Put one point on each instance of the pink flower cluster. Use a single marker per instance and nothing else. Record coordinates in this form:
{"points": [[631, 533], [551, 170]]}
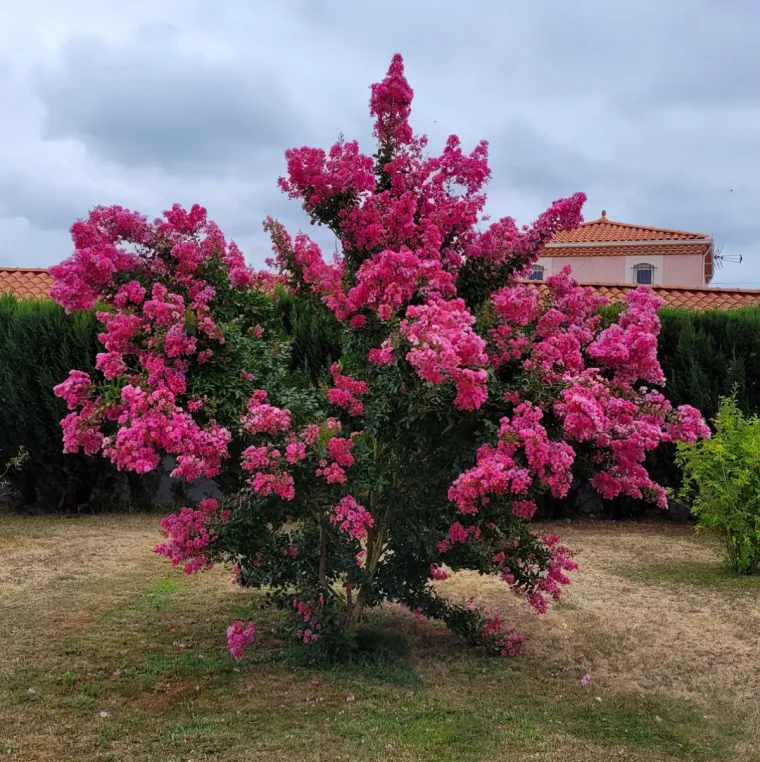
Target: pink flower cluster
{"points": [[189, 536], [310, 632], [262, 418], [524, 457], [149, 347], [444, 346], [352, 519], [239, 637]]}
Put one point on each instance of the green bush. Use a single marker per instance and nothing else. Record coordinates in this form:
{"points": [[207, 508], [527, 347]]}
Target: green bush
{"points": [[39, 344], [722, 474]]}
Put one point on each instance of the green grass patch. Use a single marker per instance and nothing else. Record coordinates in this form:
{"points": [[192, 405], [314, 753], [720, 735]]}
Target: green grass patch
{"points": [[696, 574]]}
..............................
- **Set task**:
Above are the records; copy exactly the lines from the one with "Put one point on each instance of the green bush." through the final line.

- **The result**:
Put one point on each instance of the green bush. Use a single marker per instance and nothing else. Record coordinates in this form:
{"points": [[207, 508], [527, 347]]}
Target: green bush
{"points": [[39, 344], [722, 474]]}
Put one point on each instance of the green grass patch. Use a single marker per instance and nothing else. Record coordinates in this form:
{"points": [[192, 405], [314, 753], [720, 735]]}
Target: green grass patch
{"points": [[696, 574]]}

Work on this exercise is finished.